::: RECORDS SHOWN :::

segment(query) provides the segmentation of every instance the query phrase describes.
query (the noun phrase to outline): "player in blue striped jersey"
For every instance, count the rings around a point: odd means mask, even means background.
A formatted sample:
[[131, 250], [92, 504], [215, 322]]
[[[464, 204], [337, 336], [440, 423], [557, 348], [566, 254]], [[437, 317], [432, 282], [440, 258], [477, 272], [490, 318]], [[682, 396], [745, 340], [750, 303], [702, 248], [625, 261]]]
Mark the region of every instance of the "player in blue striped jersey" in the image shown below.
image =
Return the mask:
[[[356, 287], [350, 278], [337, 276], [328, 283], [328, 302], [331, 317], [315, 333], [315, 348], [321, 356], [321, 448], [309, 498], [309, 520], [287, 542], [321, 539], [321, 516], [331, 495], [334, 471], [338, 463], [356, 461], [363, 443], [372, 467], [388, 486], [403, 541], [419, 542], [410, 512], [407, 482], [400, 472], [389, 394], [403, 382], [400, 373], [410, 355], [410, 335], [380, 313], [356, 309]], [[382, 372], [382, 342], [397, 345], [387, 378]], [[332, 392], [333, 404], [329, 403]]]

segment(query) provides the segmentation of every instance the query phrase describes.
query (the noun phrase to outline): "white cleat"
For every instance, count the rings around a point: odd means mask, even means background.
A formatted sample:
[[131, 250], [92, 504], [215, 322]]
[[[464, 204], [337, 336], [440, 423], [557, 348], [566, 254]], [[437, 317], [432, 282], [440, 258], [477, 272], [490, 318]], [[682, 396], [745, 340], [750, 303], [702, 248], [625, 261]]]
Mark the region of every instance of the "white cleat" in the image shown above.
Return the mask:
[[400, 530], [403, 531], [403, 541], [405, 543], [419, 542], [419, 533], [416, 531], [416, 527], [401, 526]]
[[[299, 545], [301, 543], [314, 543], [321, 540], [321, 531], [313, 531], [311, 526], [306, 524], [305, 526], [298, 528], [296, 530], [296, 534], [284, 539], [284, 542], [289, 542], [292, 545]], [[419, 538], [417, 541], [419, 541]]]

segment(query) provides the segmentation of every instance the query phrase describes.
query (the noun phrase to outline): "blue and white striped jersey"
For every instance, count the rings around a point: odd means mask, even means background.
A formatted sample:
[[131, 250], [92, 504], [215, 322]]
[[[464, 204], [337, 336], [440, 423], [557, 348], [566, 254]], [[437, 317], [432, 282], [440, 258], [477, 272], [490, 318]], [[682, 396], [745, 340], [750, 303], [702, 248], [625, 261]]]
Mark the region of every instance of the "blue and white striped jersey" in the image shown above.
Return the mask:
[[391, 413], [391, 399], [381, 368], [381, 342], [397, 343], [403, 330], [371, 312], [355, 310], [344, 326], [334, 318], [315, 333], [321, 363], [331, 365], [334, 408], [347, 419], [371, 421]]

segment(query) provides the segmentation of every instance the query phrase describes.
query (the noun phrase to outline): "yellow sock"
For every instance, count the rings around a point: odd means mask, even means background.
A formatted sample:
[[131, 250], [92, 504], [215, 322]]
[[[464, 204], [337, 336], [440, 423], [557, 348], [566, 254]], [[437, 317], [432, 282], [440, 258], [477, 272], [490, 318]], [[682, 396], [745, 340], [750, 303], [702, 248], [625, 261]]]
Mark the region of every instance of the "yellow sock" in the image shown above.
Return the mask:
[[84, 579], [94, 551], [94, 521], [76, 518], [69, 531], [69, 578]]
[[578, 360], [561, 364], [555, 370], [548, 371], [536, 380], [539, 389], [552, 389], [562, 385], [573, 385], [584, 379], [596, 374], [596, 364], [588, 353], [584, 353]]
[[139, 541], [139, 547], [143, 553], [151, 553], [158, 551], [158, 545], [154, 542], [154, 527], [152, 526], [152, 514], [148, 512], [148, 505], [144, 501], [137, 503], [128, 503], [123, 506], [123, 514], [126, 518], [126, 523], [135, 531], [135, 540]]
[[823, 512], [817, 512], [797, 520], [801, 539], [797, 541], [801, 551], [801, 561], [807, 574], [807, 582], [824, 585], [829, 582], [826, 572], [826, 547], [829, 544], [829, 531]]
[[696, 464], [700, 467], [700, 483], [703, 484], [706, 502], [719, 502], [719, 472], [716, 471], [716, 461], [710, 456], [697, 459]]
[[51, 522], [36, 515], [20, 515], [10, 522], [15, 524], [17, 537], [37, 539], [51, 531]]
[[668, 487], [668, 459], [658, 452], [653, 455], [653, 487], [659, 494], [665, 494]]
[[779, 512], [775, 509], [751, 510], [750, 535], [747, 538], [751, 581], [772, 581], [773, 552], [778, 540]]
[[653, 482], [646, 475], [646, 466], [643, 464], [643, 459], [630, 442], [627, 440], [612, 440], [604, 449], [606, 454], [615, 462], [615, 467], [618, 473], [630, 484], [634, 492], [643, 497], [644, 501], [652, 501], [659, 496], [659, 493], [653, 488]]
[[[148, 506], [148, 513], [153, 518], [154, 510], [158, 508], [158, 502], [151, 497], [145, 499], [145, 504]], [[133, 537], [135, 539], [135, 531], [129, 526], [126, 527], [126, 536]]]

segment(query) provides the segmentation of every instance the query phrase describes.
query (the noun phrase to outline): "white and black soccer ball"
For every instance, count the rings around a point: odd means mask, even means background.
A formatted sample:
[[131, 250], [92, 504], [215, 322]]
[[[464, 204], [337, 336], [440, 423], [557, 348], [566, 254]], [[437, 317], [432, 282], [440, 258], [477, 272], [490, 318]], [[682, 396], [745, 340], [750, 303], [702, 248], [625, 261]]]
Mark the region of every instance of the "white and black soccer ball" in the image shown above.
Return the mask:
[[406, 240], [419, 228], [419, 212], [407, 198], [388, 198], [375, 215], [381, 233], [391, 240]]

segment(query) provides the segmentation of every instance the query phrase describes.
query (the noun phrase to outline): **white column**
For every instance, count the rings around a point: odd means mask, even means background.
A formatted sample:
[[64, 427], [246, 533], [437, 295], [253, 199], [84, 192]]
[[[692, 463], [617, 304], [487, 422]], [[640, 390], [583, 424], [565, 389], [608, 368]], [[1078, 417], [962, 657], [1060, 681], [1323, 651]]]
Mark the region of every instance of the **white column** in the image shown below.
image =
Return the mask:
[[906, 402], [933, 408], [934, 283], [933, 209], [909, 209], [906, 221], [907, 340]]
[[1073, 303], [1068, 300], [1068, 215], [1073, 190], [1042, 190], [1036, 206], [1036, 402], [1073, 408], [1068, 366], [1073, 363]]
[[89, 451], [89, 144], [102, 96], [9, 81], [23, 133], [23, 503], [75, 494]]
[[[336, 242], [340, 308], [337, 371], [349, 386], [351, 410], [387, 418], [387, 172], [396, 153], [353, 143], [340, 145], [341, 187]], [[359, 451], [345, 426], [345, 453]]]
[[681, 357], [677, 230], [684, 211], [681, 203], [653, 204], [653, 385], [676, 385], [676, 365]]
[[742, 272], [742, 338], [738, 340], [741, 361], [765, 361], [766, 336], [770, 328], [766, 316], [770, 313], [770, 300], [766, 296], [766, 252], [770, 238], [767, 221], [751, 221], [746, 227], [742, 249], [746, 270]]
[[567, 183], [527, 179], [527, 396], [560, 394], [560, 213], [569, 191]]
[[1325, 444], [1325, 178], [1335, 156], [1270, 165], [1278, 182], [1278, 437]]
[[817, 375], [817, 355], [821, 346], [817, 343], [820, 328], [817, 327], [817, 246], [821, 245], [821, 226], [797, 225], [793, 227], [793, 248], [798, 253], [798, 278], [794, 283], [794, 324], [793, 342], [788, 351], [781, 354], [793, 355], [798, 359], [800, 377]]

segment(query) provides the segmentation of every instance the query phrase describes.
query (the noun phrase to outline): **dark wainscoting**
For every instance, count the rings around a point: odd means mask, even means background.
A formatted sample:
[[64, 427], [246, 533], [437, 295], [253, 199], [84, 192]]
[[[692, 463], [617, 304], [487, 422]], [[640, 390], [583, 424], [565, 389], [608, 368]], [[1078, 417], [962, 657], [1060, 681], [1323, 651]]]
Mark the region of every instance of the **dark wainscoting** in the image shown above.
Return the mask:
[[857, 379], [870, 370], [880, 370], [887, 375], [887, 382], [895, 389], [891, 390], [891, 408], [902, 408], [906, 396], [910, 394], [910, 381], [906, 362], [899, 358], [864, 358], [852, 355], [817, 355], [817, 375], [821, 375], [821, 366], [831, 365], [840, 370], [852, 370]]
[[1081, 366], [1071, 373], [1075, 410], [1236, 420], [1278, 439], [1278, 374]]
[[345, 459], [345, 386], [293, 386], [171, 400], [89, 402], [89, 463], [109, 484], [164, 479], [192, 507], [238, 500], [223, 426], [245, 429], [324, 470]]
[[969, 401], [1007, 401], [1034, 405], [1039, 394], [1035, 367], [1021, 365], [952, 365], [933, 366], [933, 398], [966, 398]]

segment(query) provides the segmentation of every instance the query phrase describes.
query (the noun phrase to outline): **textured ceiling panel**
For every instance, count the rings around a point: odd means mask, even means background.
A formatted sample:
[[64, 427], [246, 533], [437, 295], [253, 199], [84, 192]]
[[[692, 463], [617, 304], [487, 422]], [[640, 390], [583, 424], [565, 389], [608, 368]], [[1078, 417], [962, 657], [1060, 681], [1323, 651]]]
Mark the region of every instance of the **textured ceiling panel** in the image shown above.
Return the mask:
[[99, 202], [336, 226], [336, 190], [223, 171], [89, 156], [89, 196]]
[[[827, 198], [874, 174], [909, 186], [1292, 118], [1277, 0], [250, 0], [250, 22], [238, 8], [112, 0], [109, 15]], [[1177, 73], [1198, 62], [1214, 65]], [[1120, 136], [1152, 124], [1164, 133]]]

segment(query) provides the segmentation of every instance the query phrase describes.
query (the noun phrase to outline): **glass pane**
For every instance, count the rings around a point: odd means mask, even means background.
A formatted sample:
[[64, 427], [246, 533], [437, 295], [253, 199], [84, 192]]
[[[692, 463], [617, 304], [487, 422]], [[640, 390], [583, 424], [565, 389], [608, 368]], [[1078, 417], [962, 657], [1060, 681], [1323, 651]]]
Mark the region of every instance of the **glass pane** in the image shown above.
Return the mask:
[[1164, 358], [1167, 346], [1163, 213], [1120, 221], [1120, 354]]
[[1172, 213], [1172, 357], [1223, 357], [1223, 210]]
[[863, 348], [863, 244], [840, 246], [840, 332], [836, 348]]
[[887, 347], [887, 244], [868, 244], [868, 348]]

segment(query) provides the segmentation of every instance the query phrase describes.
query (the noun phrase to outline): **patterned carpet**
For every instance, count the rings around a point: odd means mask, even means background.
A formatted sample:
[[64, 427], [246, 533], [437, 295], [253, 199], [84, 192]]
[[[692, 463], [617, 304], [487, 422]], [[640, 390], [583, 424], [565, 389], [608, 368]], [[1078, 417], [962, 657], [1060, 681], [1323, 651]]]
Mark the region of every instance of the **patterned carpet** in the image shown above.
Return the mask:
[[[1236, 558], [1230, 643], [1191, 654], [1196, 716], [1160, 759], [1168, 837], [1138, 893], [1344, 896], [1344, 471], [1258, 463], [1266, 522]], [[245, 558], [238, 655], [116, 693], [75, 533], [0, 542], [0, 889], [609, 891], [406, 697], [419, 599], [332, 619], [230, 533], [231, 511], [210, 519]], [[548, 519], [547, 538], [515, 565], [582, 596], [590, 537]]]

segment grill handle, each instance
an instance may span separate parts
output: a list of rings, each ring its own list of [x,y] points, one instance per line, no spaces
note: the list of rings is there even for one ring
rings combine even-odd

:::

_AIM OF THE TASK_. Repeat exactly, and only, the lines from the line containing "segment grill handle, each instance" through the last line of the records above, both included.

_SOLUTION FOR THIS TASK_.
segment grill handle, each instance
an instance may span separate parts
output: a list of rings, each ring its own list of [x,y] points, one instance per line, no spaces
note: the list of rings is there even for one ring
rings combine even-odd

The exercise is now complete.